Give every entry again, word for word and in full.

INFORMATION SUPPLIED -
········

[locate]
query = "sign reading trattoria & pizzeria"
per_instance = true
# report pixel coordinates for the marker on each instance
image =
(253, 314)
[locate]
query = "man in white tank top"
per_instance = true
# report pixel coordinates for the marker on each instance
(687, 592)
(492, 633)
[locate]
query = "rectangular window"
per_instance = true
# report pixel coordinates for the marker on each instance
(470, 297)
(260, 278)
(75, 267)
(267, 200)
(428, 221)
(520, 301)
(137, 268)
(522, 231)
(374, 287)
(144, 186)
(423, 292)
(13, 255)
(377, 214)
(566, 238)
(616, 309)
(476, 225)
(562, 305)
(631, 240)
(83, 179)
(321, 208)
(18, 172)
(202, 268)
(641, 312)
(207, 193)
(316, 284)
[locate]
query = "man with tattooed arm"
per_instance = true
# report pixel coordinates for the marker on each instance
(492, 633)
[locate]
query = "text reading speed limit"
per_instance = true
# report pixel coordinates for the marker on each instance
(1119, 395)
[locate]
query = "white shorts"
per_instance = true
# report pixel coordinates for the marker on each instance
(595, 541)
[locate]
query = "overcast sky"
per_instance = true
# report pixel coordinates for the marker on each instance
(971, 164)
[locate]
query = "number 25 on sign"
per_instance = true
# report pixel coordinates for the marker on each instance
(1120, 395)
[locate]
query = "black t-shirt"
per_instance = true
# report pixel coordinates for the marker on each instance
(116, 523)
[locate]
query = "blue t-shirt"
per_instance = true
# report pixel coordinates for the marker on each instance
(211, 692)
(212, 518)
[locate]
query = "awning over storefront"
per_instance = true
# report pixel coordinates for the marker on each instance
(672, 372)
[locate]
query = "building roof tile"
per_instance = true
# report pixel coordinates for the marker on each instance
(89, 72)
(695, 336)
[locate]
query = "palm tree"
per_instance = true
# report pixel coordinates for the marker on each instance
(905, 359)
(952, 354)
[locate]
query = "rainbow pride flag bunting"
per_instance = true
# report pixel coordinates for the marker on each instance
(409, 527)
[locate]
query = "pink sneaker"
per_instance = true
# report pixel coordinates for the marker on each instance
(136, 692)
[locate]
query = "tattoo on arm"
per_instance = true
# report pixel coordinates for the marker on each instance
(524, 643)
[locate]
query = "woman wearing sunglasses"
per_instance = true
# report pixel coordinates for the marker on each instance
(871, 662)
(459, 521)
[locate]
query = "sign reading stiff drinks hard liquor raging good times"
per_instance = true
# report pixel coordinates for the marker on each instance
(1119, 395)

········

SOLUTION TO THE PROBLEM -
[locate]
query = "sign reading trattoria & pizzeria"
per_instance = true
# report pixel coordinates for the marker on each instance
image =
(253, 314)
[locate]
query = "man in white tank top"
per_instance = true
# report pixel coordinates for the marker on each instance
(687, 592)
(492, 633)
[locate]
query = "rectangular window"
per_instance = true
# report pixel coordinates for the marker on each instance
(470, 297)
(260, 278)
(75, 267)
(267, 200)
(428, 221)
(520, 301)
(137, 268)
(522, 231)
(374, 287)
(144, 186)
(423, 292)
(13, 255)
(377, 214)
(566, 238)
(616, 309)
(476, 225)
(562, 305)
(631, 240)
(83, 179)
(321, 208)
(18, 172)
(202, 268)
(641, 312)
(207, 193)
(316, 284)
[locate]
query = "man with tattooed arm"
per_instance = true
# report pixel coordinates for the marker on each instance
(492, 633)
[locate]
query = "text reading speed limit"
per_instance = true
# report pixel coordinates for the marker on each instance
(1119, 395)
[locate]
query = "white shorts"
per_instance = true
# report pixel coordinates for the marker on each instance
(595, 541)
[locate]
query = "overcast sky"
per_instance = true
# report pixel coordinates for the marker on each instance
(971, 164)
[locate]
query = "number 25 on sign"
per_instance = true
# report pixel coordinates for the marker on each instance
(1120, 395)
[locate]
query = "black t-shirt"
per_instance = true
# report pixel coordinates for the marker on each instance
(116, 523)
[locate]
query = "blue t-shirt"
per_instance = true
# report pixel coordinates for the marker on each instance
(211, 692)
(212, 518)
[locate]
query = "awning over storefront"
per_instance = true
# report pixel coordinates for the marker on each instance
(672, 372)
[locate]
query = "building roof tile"
per_instance = true
# report pixel coordinates for the marker on each instance
(89, 72)
(695, 336)
[locate]
query = "palm tree"
per_instance = true
# report pixel coordinates for the marker on each instance
(905, 359)
(952, 354)
[locate]
query = "rainbow pride flag bunting"
per_instance = true
# report pixel coordinates for the marker on each instance
(409, 527)
[locate]
query = "pink sneaker"
per_instance = true
# report pixel coordinates for the marker on each instance
(136, 692)
[locate]
query = "tattoo on arm"
per_instance = true
# report pixel coordinates for the marker on each instance
(524, 643)
[locate]
query = "woman wearing sunglasses"
per_instance = true
# report pixel coordinates for the marker on each instance
(871, 662)
(459, 521)
[locate]
query = "sign reading stiff drinks hard liquor raging good times"
per_instance = true
# report pixel coordinates for the marker on each instance
(1119, 395)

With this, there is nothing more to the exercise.